» Given text
※ ※ ※

I'm very surprised actually, to see that Python rejected the use of
fractional/rational numbers. However, when I read the PEP, I know
exactly why the proposal was rejected: People compared fractions with
integers, while it should be more fairly compared to floats.

Pretty lame reasoning, isn't it?

I use the rationals from the gmpy module very
successfully.

All these arguments that follow are just silly.
 
L

Lie

<cont.>
The easiest implementation of using fractional datatype is probably to
add a new operator. Some scientific calculators provide a special
operator to signify a fraction (somewhat on the shape of a small L in
mine) and I strongly believe that their internal calculation probably
used fractions even when regular division is used, only when the
calculator have difficulties using fraction (like calculating sin/cos/
tan function) or the screen is not wide enough to represent the
fraction would it use regular division.

Python implemented complex numbers, why not fractions?

Random ramble past here:
Actually, my vision would be not only fractions, but also rooted
number (square root, cube root, etc), it could be possible to
implement a type where a number consist of a rooted number times a
multiplier plus a variable [a + b * root(c, d)]. But I guess this
would be extremely complex and it requires nesting, probably very slow
if implementation isn't good. The advantage of using such is much
faster operations, as long as str() is not called. This actually
reflects my way of doing paper math, I save the lossy operations
(float division, root, trigonometric function) until the very end of
calculation (I'm not fundamentalist though, so compromise sometimes is
done here and there).
 
F

Fredrik Johansson

Random ramble past here:
Actually, my vision would be not only fractions, but also rooted
number (square root, cube root, etc), it could be possible to
implement a type where a number consist of a rooted number times a
multiplier plus a variable [a + b * root(c, d)]. But I guess this
would be extremely complex and it requires nesting, probably very slow
if implementation isn't good. The advantage of using such is much
faster operations, as long as str() is not called. This actually
reflects my way of doing paper math, I save the lossy operations
(float division, root, trigonometric function) until the very end of
calculation (I'm not fundamentalist though, so compromise sometimes is
done here and there).

※ ※ ※

» Data entries

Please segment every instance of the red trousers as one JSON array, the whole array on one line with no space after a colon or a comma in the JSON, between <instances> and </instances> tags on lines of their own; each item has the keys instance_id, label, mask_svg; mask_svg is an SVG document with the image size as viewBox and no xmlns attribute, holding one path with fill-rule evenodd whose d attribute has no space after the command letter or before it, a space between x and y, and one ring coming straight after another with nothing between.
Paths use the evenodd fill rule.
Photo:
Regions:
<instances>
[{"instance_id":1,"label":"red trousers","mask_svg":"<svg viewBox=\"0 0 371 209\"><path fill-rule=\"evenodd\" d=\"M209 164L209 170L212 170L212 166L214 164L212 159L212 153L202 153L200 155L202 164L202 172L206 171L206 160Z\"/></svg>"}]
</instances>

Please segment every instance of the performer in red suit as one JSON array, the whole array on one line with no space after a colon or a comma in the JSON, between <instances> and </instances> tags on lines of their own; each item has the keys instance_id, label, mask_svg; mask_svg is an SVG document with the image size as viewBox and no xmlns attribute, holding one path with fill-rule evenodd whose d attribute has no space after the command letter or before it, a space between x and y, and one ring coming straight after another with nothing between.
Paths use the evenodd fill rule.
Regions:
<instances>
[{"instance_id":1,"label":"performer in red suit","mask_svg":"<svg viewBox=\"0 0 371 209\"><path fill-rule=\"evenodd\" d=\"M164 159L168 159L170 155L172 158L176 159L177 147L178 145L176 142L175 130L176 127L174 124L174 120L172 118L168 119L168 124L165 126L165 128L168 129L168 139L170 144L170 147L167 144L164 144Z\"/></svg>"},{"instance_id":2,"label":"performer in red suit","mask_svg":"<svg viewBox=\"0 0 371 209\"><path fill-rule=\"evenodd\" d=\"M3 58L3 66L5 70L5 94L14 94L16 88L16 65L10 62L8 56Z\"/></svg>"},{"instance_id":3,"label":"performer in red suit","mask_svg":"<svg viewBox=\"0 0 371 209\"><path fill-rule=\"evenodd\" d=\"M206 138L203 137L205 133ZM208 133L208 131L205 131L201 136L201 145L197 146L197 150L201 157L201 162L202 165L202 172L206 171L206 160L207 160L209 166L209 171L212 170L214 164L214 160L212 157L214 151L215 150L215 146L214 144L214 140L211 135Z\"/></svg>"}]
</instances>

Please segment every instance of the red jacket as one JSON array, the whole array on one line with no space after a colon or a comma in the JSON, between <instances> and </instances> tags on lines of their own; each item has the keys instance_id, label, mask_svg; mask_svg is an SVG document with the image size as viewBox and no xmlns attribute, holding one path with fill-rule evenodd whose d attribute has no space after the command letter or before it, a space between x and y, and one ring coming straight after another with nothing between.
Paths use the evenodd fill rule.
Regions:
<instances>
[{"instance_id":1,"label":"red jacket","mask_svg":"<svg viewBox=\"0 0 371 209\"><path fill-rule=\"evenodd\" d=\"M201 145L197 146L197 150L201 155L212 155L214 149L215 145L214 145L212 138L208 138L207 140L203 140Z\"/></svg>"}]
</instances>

※ ※ ※

» What is asked
1. In the thread on fractions in Python:
(a) From which module does the thread say rationals are used very successfully?
(b) What shape is the special fraction operator on the calculator described in the thread?
(c) Which number type does the thread say Python already implemented?
2. Write the next part of the thread on fractions in Python, picking up right after its last sentence.

» Answers to the exercises
1.
(a) The gmpy module.
(b) Somewhat like a small L.
(c) Complex numbers.

2.
You're looking for a computer algebra system. Try sympy:
http://code.google.com/p/sympy/

Fredrik
 
L

Lie

Random ramble past here:
Actually, my vision would be not only fractions, but also rooted
number (square root, cube root, etc), it could be possible to
implement a type where a number consist of a rooted number times a
multiplier plus a variable [a + b * root(c, d)]. But I guess this
would be extremely complex and it requires nesting, probably very slow
if implementation isn't good. The advantage of using such is much
faster operations, as long as str() is not called. This actually
reflects my way of doing paper math, I save the lossy operations
(float division, root, trigonometric function) until the very end of
calculation (I'm not fundamentalist though, so compromise sometimes is
done here and there).

You're looking for a computer algebra system. Try sympy:http://code.google.com/p/sympy/

Fredrik

Yeah, that's why I consider them too complex for being included as a
core of a general programming language like Python. Nevertheless,
fraction datatype _IS_ elementary enough to be included as core
language feature.
 
A

Arnaud Delobelle

Yeah, that's why I consider them too complex for being included as a
core of a general programming language like Python. Nevertheless,
fraction datatype _IS_ elementary enough to be included as core
language feature.

Rationals are not that simple.

* Unless you are working under very controlled conditions, rationals
very quickly grow enormous numerators and denominators, hence
require arbitrary precision integers (which, I concede, are part of
Python).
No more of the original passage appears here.